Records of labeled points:
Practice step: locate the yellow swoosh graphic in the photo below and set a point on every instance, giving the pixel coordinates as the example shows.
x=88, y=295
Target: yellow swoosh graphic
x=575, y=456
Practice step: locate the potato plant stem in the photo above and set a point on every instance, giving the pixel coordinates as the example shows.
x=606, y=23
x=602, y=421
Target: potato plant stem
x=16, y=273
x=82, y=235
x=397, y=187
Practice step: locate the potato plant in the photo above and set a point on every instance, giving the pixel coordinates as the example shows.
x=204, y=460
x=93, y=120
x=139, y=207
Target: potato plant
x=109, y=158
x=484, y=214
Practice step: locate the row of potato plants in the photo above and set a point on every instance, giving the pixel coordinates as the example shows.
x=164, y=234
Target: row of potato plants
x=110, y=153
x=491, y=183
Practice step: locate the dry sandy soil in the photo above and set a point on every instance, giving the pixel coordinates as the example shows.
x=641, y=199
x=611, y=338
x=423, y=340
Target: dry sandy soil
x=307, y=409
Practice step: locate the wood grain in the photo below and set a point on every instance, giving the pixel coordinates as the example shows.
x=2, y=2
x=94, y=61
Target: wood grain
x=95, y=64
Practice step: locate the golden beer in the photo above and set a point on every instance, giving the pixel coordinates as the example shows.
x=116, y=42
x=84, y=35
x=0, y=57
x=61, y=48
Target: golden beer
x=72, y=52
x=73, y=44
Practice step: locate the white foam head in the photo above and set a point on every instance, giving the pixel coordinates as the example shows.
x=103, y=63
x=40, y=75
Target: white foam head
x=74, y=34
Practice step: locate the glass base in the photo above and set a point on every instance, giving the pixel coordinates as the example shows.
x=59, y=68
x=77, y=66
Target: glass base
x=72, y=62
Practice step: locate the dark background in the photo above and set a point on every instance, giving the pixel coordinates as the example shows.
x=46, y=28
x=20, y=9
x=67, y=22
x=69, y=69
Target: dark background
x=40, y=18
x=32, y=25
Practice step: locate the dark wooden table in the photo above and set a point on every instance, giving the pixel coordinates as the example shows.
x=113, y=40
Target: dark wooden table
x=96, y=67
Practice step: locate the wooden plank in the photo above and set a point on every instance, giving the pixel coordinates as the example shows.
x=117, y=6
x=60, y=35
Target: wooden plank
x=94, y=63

| Prompt |
Rewrite the data above with every "set a point" changed to "place a marker", keeping everything else the same.

| Task result |
Practice step: locate the yellow swoosh graphic in the photo below and place a marker on every instance, giving the pixel coordinates as the example shows.
x=88, y=295
Target: yellow swoosh graphic
x=575, y=456
Practice step: locate the potato plant stem in the photo above and place a marker on every instance, giving the pixel coordinates as the example shows.
x=606, y=23
x=602, y=421
Target: potato plant stem
x=16, y=273
x=82, y=235
x=397, y=187
Practice step: locate the potato plant in the photo above and place a marker on every instance, giving the pixel coordinates as the example shows.
x=204, y=460
x=93, y=120
x=139, y=207
Target: potato plant
x=109, y=158
x=484, y=214
Practice step: locate the row of potato plants in the photo above and place a marker on every instance, giving the pixel coordinates as the example shows.
x=164, y=234
Target: row of potato plants
x=110, y=153
x=491, y=183
Practice step: locate the dry sandy soil in the photo above and place a marker on every instance, giving the pixel coordinates as the example shows.
x=641, y=199
x=611, y=338
x=423, y=340
Target: dry sandy soil
x=307, y=409
Practice step: locate the wood grain in the photo below and place a marker on every instance, giving the pixel coordinates as the example shows.
x=2, y=2
x=94, y=61
Target: wood grain
x=95, y=64
Practice step: locate the golden beer in the photo above and place a marker on every instance, giving the pixel coordinates as the example shows.
x=116, y=42
x=84, y=35
x=0, y=57
x=61, y=48
Target: golden beer
x=72, y=52
x=73, y=44
Practice step: locate the white foam head in the photo above and place a marker on every instance, giving the pixel coordinates as the example shows.
x=103, y=63
x=40, y=75
Target: white foam head
x=74, y=34
Practice step: locate the glass base in the photo above and place a marker on every instance, giving the pixel coordinates as the example shows.
x=59, y=68
x=77, y=66
Target: glass base
x=72, y=62
Practice step: locate the dark background in the photo above and place a marker on every instance, giving the pixel coordinates as the example shows.
x=46, y=28
x=20, y=9
x=67, y=22
x=69, y=69
Target: dark background
x=40, y=18
x=32, y=25
Practice step: locate the dark wooden table in the photo above and place a marker on every instance, giving the pixel coordinates as the example shows.
x=113, y=40
Target: dark wooden table
x=96, y=67
Practice step: locate the wooden plank in the photo above and place a marker on every instance, giving the pixel coordinates as the example shows.
x=117, y=6
x=60, y=35
Target: wooden plank
x=94, y=63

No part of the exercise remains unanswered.